## Reading passage
Work flow on large repositories

Philip Peitsch philip.peitsch at gmail.com
Wed Jul 28 08:26:45 BST 2010


Certainly :)

As local computers are not backed up, we wanted branch data to be actually
saved in a remote location as well.  At the same time though, I needed to
keep switching commands small and convenient.  What I discovered bzr can do
is actually have a local cache of a remote branch... in it's own folder.

Our current working structure looks like

.../                  <---- shared repository, no-trees by default
.../features/f1  <---- branch with no working tree of
bzr+ssh://remotehost/path/to/branches/f1
.../features/f2  <---- branch with no working tree of
bzr+ssh://remotehost/path/to/branches/f2
.../working <---- lightweight-checkout of ../features/f1 (not a normal
checkout, but one specifically set-up using bzr reconfigure
--lightweight-checkout)
.../svntrunk <--- checkout of svn mainline

Running bzr info in working shows:
Lightweight checkout (format: 2a)
Location:
       light checkout root: .

## Raw data
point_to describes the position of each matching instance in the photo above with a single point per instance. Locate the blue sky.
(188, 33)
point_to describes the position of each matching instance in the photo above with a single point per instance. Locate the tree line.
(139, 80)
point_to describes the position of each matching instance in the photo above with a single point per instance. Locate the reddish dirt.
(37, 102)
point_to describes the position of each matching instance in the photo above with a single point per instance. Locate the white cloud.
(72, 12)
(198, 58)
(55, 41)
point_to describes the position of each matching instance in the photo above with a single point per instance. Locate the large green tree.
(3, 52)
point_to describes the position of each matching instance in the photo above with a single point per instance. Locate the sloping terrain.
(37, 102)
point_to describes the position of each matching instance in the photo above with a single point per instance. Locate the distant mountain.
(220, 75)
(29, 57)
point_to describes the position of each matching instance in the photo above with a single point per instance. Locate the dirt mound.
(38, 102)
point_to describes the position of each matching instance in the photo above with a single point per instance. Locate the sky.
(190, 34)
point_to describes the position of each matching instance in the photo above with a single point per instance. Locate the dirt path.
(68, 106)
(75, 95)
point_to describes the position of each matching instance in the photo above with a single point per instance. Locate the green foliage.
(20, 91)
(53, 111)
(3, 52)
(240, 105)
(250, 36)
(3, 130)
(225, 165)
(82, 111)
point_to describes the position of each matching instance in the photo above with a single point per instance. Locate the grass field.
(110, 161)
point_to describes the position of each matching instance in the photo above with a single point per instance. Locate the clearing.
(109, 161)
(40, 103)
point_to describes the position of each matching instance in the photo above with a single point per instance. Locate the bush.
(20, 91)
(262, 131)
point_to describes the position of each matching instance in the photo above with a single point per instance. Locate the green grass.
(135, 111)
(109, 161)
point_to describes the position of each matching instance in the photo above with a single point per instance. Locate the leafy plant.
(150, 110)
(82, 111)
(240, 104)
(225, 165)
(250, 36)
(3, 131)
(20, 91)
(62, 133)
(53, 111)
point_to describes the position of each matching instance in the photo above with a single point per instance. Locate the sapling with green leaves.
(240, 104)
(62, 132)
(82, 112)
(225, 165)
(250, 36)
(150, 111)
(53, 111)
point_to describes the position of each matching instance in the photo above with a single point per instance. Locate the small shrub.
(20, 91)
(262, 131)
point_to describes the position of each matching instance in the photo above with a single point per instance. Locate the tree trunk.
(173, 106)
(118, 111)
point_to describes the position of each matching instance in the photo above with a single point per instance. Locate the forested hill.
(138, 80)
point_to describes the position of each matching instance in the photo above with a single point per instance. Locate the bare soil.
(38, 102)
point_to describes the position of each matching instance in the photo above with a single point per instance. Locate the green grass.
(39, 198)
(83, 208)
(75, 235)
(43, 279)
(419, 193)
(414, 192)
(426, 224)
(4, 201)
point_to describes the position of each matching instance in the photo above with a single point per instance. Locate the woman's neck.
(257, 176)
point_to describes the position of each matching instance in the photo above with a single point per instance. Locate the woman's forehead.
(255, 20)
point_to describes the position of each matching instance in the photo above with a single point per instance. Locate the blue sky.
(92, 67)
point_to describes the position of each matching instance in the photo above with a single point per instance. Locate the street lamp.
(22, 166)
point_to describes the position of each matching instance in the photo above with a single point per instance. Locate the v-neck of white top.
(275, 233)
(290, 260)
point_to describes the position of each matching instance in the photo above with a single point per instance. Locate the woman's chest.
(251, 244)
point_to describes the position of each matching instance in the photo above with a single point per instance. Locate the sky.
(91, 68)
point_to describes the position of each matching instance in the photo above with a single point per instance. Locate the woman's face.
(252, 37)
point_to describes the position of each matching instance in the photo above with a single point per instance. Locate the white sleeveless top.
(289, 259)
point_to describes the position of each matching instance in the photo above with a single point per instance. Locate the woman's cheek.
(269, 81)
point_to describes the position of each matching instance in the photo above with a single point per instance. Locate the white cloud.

## The request
Please carry on the post about bzr work flow on large repositories, starting right after its last line.

## Reply to the task
  repository checkout root: .../features/f1
        checkout of branch: bzr+ssh://remotehost/path/to/branches/f1
         shared repository: .../

Related branches:
    push branch: .../features/f1
  parent branch: .../svntrunk

Running bzr info in .../features/f1 shows:
Repository bound branch (format: 2a)
Location:
  shared repository: .../
  repository branch: .

Related branches:
    push branch: bzr+ssh://remotehost/path/to/branches/f1
  parent branch: .../svntrunk

Under this arrangement, commits made to the lightweight checkout are
immediately pushed to the remote location.  The local folder allows easy
switching and merging as the filesystem auto-complete can assist.  so rather
than needing to remember the full remote url, I can simply do "bzr switch
../features/f1" (I haven't yet gotten around to how to write a custom plugin
to remove the need for the remote url... one day maybe)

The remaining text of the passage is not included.